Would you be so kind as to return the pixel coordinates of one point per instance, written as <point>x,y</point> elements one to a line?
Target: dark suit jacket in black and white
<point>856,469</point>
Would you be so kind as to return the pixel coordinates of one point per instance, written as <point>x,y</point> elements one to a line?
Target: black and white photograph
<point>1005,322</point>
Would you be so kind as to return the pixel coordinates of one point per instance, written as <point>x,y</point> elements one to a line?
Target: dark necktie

- - -

▶ **Instruction**
Print the lines above unchanged, from the first one through the line containing "<point>1005,322</point>", and include both of those lines.

▶ **Answer to the task**
Would you be so kind as to return the pixel coordinates of one point per instance, written as <point>x,y</point> elements one to a line?
Target: dark suit jacket in black and white
<point>856,469</point>
Would you be so kind as to return the pixel coordinates of one point per instance, written as <point>x,y</point> elements one to a line?
Target: black and white photograph
<point>1005,322</point>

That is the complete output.